(Data items)
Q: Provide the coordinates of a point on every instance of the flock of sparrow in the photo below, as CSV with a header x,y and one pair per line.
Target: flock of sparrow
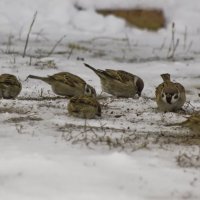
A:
x,y
170,96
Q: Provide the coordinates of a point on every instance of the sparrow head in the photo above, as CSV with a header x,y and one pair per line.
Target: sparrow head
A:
x,y
89,91
170,96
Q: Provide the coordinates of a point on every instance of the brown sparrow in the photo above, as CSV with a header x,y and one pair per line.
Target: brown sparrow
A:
x,y
85,107
170,96
118,82
67,84
10,87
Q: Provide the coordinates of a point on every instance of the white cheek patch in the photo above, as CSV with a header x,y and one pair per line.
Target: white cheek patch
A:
x,y
175,98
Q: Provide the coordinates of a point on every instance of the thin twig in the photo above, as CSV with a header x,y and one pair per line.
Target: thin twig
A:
x,y
27,38
56,44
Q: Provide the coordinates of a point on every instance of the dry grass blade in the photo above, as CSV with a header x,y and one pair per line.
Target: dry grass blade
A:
x,y
27,38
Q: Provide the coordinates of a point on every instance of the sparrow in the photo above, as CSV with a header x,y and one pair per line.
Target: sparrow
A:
x,y
67,84
10,87
86,107
170,96
118,82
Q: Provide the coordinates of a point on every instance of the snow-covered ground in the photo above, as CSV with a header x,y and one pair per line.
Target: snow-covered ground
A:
x,y
132,151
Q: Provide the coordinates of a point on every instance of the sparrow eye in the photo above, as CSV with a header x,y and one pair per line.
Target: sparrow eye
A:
x,y
176,96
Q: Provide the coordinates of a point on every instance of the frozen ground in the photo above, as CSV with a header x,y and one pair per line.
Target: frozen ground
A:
x,y
131,152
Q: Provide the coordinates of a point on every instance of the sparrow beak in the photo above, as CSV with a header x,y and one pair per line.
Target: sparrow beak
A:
x,y
169,98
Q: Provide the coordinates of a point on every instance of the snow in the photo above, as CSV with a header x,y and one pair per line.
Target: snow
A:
x,y
132,151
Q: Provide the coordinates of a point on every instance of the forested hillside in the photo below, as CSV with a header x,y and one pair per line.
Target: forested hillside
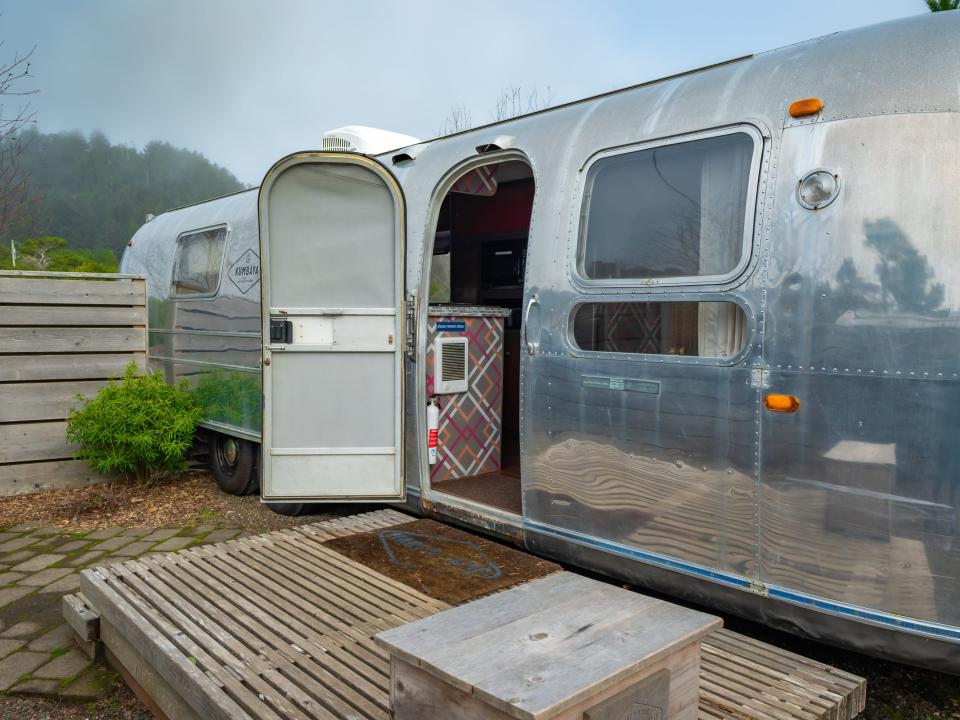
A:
x,y
95,194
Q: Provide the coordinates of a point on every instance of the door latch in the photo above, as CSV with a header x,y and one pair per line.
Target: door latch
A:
x,y
410,327
281,330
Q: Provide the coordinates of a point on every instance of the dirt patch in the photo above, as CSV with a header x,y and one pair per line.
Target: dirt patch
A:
x,y
442,562
192,499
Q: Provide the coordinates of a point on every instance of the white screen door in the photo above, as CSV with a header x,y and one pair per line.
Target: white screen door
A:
x,y
331,238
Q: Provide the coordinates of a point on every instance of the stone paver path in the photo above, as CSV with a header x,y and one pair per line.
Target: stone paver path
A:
x,y
38,566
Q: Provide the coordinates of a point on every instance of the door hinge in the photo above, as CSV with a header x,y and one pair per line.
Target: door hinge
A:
x,y
410,327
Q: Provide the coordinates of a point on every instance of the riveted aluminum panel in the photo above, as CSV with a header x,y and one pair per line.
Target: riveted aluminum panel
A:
x,y
861,486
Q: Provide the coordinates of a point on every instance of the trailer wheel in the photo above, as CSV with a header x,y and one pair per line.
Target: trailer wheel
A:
x,y
233,463
289,509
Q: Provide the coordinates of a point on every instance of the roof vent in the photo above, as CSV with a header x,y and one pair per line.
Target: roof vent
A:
x,y
369,141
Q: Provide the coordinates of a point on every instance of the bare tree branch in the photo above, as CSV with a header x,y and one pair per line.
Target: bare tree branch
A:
x,y
458,119
513,101
15,196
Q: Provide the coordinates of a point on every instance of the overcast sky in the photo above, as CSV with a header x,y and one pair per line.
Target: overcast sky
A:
x,y
247,82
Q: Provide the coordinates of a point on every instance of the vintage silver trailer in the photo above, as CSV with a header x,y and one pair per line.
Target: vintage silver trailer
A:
x,y
691,334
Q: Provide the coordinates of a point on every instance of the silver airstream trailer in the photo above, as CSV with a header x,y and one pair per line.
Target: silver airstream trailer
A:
x,y
701,334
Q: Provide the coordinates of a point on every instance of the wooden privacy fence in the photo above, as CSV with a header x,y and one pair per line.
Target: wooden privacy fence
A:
x,y
60,334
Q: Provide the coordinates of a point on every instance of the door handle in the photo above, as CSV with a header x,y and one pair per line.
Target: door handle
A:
x,y
531,325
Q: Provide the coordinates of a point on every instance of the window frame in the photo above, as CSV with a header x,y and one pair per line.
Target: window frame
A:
x,y
680,296
581,211
174,295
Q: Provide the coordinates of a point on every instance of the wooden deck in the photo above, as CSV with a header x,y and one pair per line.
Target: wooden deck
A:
x,y
280,626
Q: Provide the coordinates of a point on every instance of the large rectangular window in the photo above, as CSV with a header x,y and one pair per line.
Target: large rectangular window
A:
x,y
674,211
196,271
699,329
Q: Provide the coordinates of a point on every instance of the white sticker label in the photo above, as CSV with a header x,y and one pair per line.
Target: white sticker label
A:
x,y
245,272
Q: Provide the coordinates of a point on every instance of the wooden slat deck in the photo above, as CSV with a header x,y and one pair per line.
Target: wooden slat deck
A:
x,y
280,626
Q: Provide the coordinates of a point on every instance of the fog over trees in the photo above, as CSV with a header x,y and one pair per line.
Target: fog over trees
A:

Required task => Transcribe exactly the line containing "the wooden privacy" and all remaining lines of the material, ending with the last one.

Right answer =>
Q: Provide the coordinates of a point on every instance of the wooden privacy fence in the photo above, as CSV with a header x,y and one pair per line.
Target: wooden privacy fence
A:
x,y
60,334
Q: Provide the coordinates of a point on every instance of the door handle in the photo above, as CSV with a header x,y and one pair per line.
Target: door handle
A:
x,y
531,325
Q: Provide the coordinates of a point on every instance of the window frame in the photo above, as CSV with a header x,y and one pair per line.
Target: window frame
A:
x,y
680,296
581,211
174,295
Q: Provide the coordinates of a point on every instance of the wooden deck in the photo above, as CSV with a header x,y and one pair per line.
Target: wooden deck
A:
x,y
280,626
Q: Provide the coordinates of a point on every instance of the large rectangular window in the photo above, as CSV with a header x,y and one pair per line.
Target: large rectangular window
A:
x,y
674,211
196,271
699,329
Q: Provide the coordinates of a point on every instance of the white sticker label in the photo above, as CSV with a header x,y and one pair per line.
Target: white sticker label
A:
x,y
245,272
Q: Provide the coordinates of a point on every instance of the wooden slat deck in the photo above, as CSV with a header x,y and one pair per line.
Target: wooden slat deck
A:
x,y
280,626
Q: Provide the coordinates of a point on every instance of the fog over trees in the photo above, as CSV with a header x,y and one pair per line.
Target: fog over trees
A:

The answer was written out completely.